> **RECORDS FOR THE EXERCISE**:
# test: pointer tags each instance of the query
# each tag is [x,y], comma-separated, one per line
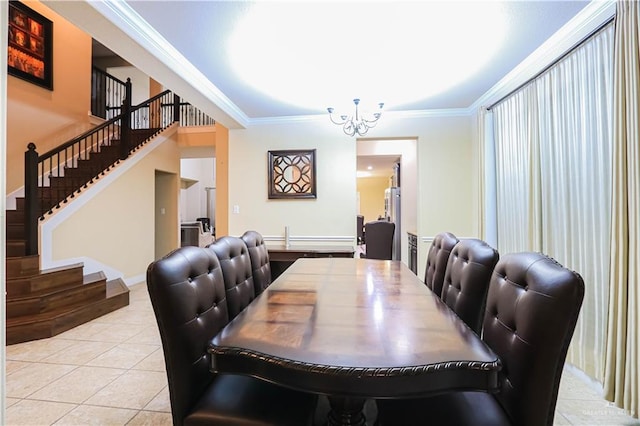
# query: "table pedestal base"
[346,411]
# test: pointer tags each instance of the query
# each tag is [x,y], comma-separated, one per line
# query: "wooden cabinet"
[413,252]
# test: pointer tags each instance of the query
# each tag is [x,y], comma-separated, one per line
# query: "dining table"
[354,329]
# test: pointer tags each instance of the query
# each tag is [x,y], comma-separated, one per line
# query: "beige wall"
[114,225]
[48,118]
[222,180]
[330,217]
[371,190]
[443,188]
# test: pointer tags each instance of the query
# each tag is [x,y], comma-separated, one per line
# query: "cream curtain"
[621,361]
[553,167]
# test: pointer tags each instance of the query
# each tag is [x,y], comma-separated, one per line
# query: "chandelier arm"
[356,123]
[339,123]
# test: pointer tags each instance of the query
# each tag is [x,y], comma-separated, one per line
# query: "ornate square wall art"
[292,174]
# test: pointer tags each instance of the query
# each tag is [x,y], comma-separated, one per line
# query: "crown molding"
[120,24]
[589,19]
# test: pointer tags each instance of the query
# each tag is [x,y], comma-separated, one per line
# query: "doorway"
[376,161]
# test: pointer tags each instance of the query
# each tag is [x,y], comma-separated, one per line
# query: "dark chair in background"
[235,262]
[532,309]
[437,259]
[259,255]
[379,235]
[466,280]
[360,229]
[189,301]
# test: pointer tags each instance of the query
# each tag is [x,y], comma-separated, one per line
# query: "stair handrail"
[107,93]
[160,111]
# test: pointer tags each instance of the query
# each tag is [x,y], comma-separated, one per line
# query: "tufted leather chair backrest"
[187,292]
[236,269]
[379,239]
[466,280]
[532,308]
[259,255]
[437,259]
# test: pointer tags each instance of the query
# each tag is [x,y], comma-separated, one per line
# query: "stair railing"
[107,93]
[111,142]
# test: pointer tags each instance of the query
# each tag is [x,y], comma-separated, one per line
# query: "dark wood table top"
[354,327]
[311,250]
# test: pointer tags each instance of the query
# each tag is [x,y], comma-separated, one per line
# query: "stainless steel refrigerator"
[392,214]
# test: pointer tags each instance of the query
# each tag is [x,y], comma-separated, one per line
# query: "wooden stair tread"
[49,324]
[87,280]
[22,266]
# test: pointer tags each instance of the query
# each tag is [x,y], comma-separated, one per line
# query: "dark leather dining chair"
[437,259]
[379,235]
[259,255]
[189,301]
[466,280]
[532,309]
[235,262]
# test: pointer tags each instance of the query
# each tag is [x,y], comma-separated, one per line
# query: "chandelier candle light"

> **EXERCISE REQUIREMENTS**:
Every entry is to be reproduced word for word, and no image is carried over.

> **TASK ANSWER**:
# test: pointer tags each instance of the query
# each tag is [x,y], comma-separated, one per line
# query: "table pedestal base"
[346,411]
# test: pointer tags each instance of the query
# each tag is [x,y], comma-separated, one per line
# query: "wooden cabinet"
[413,252]
# test: pointer tags each instance of the query
# each tag is [x,y], comma-separated, one per line
# query: "dining table"
[354,329]
# test: pointer tags each instance of the query
# each tag is [x,y], comma-separated, one per line
# query: "beige wall"
[114,225]
[48,118]
[222,180]
[330,217]
[371,190]
[443,188]
# test: pointer tags each instance of the query
# each tag is [x,y], comma-separated, one per line
# query: "cream curtain"
[621,361]
[553,167]
# test: pointer tags each instance of the query
# each tag is [x,y], comma-separated, one per line
# query: "chandelier arm"
[356,123]
[339,123]
# test: pointer tags each instance of the query
# each tag is [x,y], comma-separated, one per line
# query: "ornate square wall art"
[292,174]
# test: pointer tags each instance of the query
# each tag is [x,y], comma-separated, one per line
# query: "crown molding"
[120,24]
[589,19]
# test: pointer tags each instance of the query
# each tag is [x,y], comma-separated, one per line
# query: "doorway"
[376,161]
# test: pointer tags each instance of the query
# each tag is [x,y], comma-separated, one per line
# query: "dark chair in background"
[235,262]
[532,309]
[437,259]
[259,255]
[379,235]
[466,280]
[360,229]
[189,301]
# test: pointer tags each instance of the query
# each tag is [x,y], comma-separated, one per line
# query: "stair handrail"
[107,93]
[160,111]
# test: pointer tags each instance of the query
# each tag is [x,y], comma-separated, one per line
# query: "tufted leather chair backrest"
[187,292]
[236,269]
[379,239]
[466,280]
[532,308]
[259,255]
[437,259]
# test: pointer tags each instance of the query
# each tag is [x,y], comma-separated, one per line
# query: "stair railing"
[107,93]
[111,142]
# test: pointer tags each instance of the query
# each tag is [x,y], comma-separated, one per line
# query: "dark wood table top"
[354,327]
[311,250]
# test: pointer tags each instance of the query
# each tag is [x,y], comma-separated, one per line
# query: "stainless steel refrigerator"
[392,214]
# test: pointer tags each instance of the query
# each tag is [x,y], comma-separated, one per line
# query: "wooden stair tread"
[49,324]
[87,280]
[22,266]
# test: pointer tags each instance of the query
# each tag is [x,y], comma-separated, one per line
# query: "dark leather dining chair"
[437,259]
[379,235]
[259,255]
[189,301]
[466,280]
[532,309]
[235,262]
# test: pointer tags each instance of the query
# each tag is [x,y], comma-separated, one per line
# query: "chandelier candle light"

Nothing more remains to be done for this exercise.